[DOCUMENT SECTION]:
Though cinema ultimately is the most complete medium. It has stories, it has fiction, it has poetry, it has drama, it has everything. So as with the rise of cinema in the ’60s with filmmakers who were the beneficiary of every other art form I wouldn’t be surprised if the emerging cinema became a beneficiary of underground music. Forugh Farrokhzad, for instance, was an important filmmaker as well as a big poet in the 1960s. Similarly Bahman Ghobadi’s No One Knows About Persian Cats today is a film which tries to come to terms with the underground music movement in Iran.

But I do provide an argument in Masters And Masterpieces… that that particular kind of cinema that began with Forugh Farrokhzad and came to the forefront with people like Naderi and (Bahram) Beizai, then came to full fruition with the cinema of Kiarostami and Makhmalbaf, has completed its cycle.

You’re involved in a Palestinian film festival called Dreams Of A Nation. What do you hope to achieve with this?

[GIVEN PROBLEM A]:
Extract every line of the records that contains the string "tree", matching case exactly.

[RECORDS PROVIDED]:
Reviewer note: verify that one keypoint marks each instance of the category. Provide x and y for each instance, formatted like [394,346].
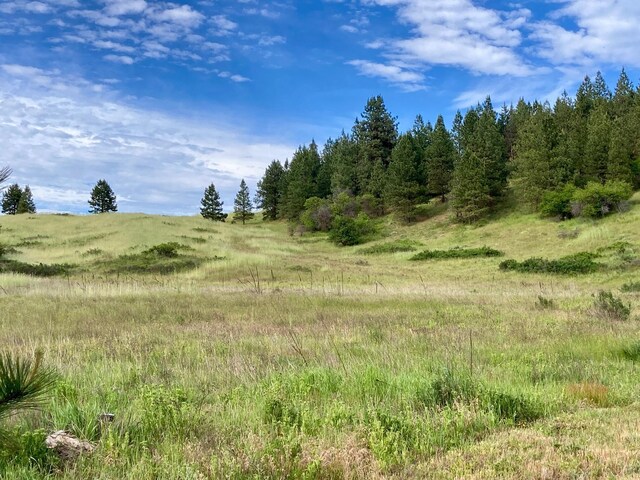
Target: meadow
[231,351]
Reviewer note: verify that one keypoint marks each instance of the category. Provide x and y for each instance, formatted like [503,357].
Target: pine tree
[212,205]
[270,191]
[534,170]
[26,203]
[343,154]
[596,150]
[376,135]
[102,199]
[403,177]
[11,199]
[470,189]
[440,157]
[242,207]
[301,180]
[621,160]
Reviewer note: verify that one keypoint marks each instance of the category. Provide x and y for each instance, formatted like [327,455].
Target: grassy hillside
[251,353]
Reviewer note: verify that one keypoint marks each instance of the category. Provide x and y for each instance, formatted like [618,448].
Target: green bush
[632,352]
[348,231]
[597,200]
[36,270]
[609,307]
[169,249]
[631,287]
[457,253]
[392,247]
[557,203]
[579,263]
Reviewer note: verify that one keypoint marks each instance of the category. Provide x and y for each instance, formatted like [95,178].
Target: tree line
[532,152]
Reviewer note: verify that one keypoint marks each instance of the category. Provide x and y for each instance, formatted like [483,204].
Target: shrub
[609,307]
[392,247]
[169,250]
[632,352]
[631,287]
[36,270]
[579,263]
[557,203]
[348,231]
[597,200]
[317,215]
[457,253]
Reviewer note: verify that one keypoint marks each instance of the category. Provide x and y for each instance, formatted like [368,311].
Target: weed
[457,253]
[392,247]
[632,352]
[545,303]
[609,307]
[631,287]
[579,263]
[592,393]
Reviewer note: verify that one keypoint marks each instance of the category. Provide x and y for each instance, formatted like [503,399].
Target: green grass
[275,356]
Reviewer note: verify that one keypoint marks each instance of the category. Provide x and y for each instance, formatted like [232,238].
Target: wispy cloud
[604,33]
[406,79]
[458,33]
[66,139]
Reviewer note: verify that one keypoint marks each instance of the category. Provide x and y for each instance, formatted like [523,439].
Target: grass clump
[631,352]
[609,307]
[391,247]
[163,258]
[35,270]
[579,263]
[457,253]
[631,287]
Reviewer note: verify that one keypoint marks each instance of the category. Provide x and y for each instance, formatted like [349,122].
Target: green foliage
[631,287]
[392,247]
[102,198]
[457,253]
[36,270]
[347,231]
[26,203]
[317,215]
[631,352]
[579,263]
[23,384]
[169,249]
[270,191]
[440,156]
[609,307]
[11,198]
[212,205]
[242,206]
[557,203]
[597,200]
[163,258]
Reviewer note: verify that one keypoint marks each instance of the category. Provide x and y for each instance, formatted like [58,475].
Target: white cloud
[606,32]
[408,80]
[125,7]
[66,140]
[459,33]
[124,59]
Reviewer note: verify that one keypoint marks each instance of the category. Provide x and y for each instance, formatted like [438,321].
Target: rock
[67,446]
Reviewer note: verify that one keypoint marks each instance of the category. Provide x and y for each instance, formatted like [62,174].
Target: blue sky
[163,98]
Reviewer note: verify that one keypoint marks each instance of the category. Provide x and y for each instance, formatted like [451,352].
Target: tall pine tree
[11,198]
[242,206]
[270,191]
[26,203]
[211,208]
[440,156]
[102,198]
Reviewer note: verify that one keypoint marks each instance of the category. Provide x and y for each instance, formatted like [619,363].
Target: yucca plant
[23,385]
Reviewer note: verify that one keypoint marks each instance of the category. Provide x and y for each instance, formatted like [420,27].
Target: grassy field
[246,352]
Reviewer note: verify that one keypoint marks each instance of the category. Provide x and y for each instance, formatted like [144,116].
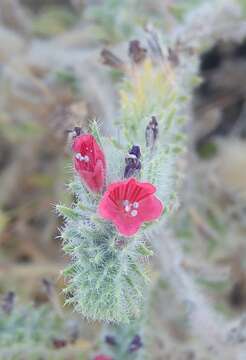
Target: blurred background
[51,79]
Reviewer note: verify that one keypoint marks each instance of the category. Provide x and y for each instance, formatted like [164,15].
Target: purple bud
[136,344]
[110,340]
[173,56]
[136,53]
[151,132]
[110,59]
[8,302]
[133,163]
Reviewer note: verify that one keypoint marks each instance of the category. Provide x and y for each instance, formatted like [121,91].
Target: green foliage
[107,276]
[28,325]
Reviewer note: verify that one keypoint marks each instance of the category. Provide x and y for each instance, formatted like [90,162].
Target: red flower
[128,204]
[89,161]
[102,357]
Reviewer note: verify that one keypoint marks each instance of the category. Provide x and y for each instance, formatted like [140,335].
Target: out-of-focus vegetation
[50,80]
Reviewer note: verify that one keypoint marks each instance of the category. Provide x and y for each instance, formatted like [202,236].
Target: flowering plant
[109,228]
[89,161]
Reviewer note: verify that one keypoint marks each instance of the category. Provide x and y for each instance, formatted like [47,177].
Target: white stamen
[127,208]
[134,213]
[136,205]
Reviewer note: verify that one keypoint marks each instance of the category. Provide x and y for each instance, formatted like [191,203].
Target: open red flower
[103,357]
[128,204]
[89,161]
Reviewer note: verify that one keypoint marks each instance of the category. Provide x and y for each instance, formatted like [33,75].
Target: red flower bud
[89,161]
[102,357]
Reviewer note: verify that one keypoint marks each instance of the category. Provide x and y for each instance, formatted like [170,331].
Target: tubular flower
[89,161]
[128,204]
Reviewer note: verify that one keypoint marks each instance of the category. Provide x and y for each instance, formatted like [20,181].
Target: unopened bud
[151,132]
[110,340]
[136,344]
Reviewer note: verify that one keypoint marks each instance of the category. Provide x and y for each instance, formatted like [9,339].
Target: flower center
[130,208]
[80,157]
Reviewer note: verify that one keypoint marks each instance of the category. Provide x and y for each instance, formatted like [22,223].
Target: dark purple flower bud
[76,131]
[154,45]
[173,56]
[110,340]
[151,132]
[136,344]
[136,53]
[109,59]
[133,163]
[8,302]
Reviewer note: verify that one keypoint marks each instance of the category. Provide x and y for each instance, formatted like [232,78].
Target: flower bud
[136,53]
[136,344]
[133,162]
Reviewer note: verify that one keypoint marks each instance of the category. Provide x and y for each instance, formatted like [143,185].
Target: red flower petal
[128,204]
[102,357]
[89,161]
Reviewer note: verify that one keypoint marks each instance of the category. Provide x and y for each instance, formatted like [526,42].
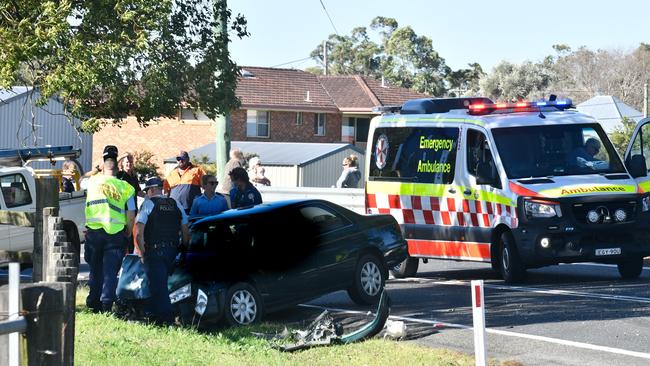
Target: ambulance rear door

[GIVEN PROBLEM B]:
According to the interview excerpt on Iranian cinema, why is cinema the most complete medium?

[FULL OUTPUT A]:
Target: pine tree
Target: tree line
Target: tall pine tree

[FULL OUTPUT B]:
Cinema is the most complete medium because it has stories, fiction, poetry, drama, and everything else.